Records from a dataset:

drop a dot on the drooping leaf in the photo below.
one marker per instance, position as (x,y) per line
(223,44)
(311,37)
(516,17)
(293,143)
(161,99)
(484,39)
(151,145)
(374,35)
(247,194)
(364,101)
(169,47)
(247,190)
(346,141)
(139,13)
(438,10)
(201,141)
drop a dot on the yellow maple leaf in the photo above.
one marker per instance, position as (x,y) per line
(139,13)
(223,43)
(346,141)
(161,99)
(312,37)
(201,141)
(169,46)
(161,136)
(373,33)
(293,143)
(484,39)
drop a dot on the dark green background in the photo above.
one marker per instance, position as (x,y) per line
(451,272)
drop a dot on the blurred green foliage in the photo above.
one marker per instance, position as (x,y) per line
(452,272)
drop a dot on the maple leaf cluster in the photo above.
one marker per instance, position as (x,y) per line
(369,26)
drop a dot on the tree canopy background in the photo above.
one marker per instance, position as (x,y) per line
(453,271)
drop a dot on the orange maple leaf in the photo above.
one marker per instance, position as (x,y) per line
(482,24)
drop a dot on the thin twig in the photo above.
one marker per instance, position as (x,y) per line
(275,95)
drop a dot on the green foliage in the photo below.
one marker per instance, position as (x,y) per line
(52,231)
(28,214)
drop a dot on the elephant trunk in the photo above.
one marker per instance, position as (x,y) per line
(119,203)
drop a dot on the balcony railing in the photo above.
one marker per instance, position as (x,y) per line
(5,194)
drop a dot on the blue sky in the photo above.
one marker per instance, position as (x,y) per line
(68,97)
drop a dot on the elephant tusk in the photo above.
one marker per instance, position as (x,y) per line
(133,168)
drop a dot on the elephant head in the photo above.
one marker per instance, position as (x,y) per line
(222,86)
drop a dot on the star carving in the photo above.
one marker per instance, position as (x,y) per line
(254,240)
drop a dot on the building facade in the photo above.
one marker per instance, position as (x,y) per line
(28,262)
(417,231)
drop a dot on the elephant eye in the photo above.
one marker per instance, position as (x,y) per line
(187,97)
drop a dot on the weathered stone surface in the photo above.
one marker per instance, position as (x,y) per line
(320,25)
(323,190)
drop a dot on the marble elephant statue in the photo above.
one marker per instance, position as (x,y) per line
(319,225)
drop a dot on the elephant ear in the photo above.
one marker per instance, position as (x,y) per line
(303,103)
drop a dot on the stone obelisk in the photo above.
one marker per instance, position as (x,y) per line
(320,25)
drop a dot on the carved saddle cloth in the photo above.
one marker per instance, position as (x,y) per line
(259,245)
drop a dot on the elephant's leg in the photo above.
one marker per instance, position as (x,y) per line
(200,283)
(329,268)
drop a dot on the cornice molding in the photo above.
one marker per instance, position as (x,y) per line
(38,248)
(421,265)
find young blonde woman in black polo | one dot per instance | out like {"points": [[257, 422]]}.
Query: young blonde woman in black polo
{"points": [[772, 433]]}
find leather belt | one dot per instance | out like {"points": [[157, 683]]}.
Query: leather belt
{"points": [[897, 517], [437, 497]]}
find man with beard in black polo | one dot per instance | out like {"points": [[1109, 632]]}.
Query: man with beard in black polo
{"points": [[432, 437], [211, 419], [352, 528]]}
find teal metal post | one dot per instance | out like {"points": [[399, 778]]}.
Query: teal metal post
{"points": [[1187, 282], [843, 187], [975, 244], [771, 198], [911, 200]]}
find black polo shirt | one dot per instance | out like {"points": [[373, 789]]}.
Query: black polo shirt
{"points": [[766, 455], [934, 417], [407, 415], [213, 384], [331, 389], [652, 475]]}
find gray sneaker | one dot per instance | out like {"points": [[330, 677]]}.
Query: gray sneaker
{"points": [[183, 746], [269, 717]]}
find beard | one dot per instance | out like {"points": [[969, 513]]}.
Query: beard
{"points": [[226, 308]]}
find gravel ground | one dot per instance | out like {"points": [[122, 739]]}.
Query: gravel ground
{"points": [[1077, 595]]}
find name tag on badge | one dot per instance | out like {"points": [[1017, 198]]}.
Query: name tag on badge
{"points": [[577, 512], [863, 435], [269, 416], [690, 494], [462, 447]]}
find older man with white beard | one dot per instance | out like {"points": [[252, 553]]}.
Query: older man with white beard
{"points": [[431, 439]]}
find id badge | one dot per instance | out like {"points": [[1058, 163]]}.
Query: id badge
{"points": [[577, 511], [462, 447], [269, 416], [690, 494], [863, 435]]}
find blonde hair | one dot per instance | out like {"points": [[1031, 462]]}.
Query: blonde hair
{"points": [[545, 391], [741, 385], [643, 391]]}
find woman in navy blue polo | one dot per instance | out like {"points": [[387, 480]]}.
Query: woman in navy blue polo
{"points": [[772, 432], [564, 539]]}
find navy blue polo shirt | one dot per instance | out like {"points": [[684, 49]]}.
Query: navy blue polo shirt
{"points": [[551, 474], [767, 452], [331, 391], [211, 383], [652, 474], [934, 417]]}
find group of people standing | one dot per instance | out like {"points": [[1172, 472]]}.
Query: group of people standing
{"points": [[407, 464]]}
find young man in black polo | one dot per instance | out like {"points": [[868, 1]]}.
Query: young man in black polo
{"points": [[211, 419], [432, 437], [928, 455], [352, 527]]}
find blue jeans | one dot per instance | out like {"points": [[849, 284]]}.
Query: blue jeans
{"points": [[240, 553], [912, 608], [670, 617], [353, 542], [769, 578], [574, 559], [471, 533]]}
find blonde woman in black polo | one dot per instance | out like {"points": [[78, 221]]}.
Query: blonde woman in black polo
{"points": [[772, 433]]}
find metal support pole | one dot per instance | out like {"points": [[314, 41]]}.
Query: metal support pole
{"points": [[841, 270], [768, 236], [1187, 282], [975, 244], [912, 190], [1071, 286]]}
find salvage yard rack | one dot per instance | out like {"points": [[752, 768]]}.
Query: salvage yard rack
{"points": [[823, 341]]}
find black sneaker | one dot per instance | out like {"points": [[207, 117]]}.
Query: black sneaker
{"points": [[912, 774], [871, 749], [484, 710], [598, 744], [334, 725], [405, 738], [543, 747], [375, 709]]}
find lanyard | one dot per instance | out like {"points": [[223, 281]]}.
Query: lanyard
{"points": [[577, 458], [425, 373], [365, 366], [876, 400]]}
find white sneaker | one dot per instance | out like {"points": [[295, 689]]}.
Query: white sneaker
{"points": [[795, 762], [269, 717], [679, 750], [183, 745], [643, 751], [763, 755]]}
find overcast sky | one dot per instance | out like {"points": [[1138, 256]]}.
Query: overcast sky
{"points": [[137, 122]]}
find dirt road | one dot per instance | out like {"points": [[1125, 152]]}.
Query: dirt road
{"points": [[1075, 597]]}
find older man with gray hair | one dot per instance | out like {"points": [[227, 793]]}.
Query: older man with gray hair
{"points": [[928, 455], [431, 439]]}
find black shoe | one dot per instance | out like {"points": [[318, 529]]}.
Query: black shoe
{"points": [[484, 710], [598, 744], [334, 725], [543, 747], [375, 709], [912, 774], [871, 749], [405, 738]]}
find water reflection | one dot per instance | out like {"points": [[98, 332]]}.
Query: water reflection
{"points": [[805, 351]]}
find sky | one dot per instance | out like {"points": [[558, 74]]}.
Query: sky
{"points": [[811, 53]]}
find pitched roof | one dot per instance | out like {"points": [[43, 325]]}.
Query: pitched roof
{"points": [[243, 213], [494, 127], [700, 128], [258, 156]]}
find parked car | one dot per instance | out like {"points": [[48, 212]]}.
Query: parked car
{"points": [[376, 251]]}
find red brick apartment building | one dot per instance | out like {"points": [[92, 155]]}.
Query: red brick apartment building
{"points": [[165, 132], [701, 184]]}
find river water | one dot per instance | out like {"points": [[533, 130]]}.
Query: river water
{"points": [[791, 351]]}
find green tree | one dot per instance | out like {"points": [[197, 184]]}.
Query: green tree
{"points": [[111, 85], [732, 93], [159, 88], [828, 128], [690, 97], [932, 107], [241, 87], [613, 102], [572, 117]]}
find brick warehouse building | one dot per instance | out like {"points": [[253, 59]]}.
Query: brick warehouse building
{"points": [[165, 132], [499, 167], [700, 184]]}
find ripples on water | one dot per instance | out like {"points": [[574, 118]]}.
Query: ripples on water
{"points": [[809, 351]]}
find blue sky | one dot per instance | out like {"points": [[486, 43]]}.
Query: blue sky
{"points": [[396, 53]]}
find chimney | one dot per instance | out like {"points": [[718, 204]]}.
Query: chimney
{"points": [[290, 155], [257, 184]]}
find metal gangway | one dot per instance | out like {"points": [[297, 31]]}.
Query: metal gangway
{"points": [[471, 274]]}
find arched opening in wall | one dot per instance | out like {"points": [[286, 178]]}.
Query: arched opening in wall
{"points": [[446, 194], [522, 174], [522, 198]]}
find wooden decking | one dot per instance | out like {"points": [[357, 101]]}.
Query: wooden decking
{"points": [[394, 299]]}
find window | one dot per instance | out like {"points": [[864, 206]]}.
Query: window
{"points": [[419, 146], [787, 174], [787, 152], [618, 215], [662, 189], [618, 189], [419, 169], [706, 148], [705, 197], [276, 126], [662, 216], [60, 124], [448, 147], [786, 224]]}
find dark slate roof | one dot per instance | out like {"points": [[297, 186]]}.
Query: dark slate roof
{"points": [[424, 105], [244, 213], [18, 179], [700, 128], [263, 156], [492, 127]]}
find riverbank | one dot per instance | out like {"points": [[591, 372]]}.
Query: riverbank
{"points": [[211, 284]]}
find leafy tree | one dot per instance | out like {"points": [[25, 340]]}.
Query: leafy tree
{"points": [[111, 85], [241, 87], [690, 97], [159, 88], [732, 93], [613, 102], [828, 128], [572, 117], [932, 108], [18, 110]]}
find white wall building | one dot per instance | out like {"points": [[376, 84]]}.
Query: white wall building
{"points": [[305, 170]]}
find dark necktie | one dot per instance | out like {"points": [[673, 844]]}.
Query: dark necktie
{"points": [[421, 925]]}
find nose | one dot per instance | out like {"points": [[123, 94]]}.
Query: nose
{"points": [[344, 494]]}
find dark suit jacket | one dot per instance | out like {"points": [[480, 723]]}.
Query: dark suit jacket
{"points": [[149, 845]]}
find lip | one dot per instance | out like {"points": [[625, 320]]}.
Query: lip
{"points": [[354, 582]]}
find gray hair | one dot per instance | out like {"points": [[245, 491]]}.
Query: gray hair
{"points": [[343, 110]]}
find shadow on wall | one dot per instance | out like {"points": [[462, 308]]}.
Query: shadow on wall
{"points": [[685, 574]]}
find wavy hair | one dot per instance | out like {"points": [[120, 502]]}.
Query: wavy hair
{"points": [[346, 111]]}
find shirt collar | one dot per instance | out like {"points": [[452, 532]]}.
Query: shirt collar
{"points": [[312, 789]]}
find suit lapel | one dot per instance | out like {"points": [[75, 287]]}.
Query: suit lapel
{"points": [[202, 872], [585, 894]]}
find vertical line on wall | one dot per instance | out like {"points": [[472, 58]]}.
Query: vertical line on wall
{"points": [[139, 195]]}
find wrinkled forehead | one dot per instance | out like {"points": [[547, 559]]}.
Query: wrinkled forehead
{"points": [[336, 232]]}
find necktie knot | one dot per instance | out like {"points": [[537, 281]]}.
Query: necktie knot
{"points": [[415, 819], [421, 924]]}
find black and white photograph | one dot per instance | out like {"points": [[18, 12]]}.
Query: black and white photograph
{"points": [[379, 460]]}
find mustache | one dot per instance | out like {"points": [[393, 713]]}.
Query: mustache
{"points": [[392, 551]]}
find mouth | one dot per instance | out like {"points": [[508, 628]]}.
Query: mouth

-- INSTRUCTIONS TO FOLLOW --
Your task for the entries above: copy exactly the span starting with the line with "drop a dot on the marble" and going on through the line with "find man with", both lines included, and nothing else.

-- COMPLETED TASK --
drop a dot on the marble elephant statue in the photo above.
one marker per instance, position as (x,y) per line
(319,225)
drop a dot on the elephant ear in the photo above.
one marker per instance, position as (x,y) per line
(303,103)
drop a dot on the stone obelisk in the photo above.
one marker per instance, position as (x,y) per line
(320,25)
drop a dot on the carved saddle cloth in the photo above.
one marker per instance, position as (x,y) per line
(259,245)
drop a dot on the elephant's leg in the photo above.
one marker per instance, position as (x,y) per line
(200,283)
(329,268)
drop a dot on the cornice molding in the photo above.
one marker per instance, position as (x,y) per line
(38,248)
(421,265)
find young blonde woman in black polo | one dot per instance | out like {"points": [[257, 422]]}.
Query: young blonde woman in black polo
{"points": [[772, 433]]}
find leather belt | one dot per instance | out like {"points": [[157, 683]]}.
Query: leather belt
{"points": [[897, 517], [437, 497]]}
find man with beard in black polo | one dot per instance | out like {"points": [[1109, 632]]}.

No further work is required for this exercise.